> _TUJUAN_: Tuliskan kembali tanpa perubahan bagian dari teks tentang posisi kontrol guru yang berada di antara "Di posisi ini" dan "mengecewakan orang-orang disayanginya.", termasuk kedua bagian tersebut.
*** KUTIPAN TEKS ***
(Berbagi Praktik Baik setelah mengikuti Pendidikan Guru Penggerak Angkatan 5)
Oleh : Yohanes Eusebius Laba, S.Pd.Gr
Diane Gossen dalam bukunya Restitution-Restructuring School Discipline (1998) mengemukakan bahwa guru perlu meninjau kembali penerapan disiplin di dalam ruang-ruang kelas kita selama ini. Apakah telah efektif, apakah berpusat memerdekakan dan memandirikan murid, bagaimana dan mengapa?
Melalui serangkaian riset dan bersandar pada teori control Dr. William Glasser, Gossen berkesimpulan ada 5 (lima) posisi kontrol yang diterapkan seorang guru, orang tua ataupun atasan dalam melakukan kontrol. Kelima posisi kontrol tersebut adalah Penghukum, Pembuat Orang Merasa Bersalah, Teman, Monitor (Pemantau) dan Manajer (LMS PGP Modul 1.4).
Mari kita tinjau lebih dalam kelima posisi kontrol ini:
1. Penghukum
Seorang penghukum bisa menggunakan hukuman fisik maupun verbal. Orang-orang yang menjalankan posisi penghukum, senantiasa mengatakan bahwa sekolah memerlukan sistem atau alat yang dapat lebih menekan murid-murid lebih dalam lagi. Guru-guru yang menerapkan posisi penghukum akan berkata:
“Patuhi aturan saya, atau awas!”
“Kamu selalu saja salah!”
“Selalu, pasti selalu yang terakhir selesai”.
Guru seperti ini senantiasa percaya hanya ada satu cara agar pembelajaran bisa berhasil, yaitu cara dia. Peserta didik disiplin karena takut dihukum bukan karena kesadaran sendiri.
2. Pembuat Orang Merasa Bersalah
Pada posisi ini biasanya guru akan bersuara lebih lembut. Pembuat orang merasa bersalah akan menggunakan keheningan yang membuat orang lain merasa tidak nyaman, bersalah, atau rendah diri. Kata-kata yang keluar dengan lembut akan seperti:
“Ibu sangat kecewa sekali dengan kamu”.
“Berapa kali Bapak harus memberitahu kamu ya?”
“Gimana coba, kalau orang tua kamu tahu kamu berbuat begini?”
Di posisi ini murid akan memiliki penilaian diri yang buruk tentang diri mereka, murid merasa tidak berharga, dan telah mengecewakan orang-orang disayanginya.
3. Teman
Guru pada posisi ini tidak akan menyakiti murid, namun akan tetap berupaya mengontrol murid melalui persuasi. Posisi teman pada guru bisa negatif ataupun positif. Positif di sini berupa hubungan baik yang terjalin antara guru dan murid. Guru di posisi teman menggunakan hubungan baik dan humor untuk mempengaruhi seseorang. Mereka akan berkata:
“Ayo bantulah, demi bapak ya?”
“Ayo ingat tidak bantuan Bapak selama ini?”
“Ya sudah kali ini tidak apa-apa. Nanti Ibu bantu bereskan”.
*** DATA YANG TERSEDIA ***
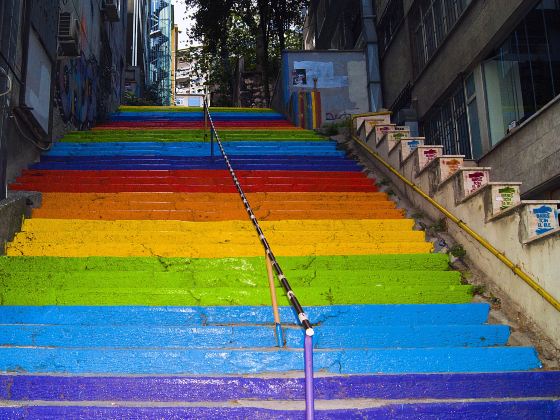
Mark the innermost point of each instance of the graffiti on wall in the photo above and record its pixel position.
(76, 85)
(90, 86)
***
> _JAWABAN TERTULIS_:
Di posisi ini murid akan memiliki penilaian diri yang buruk tentang diri mereka, murid merasa tidak berharga, dan telah mengecewakan orang-orang disayanginya.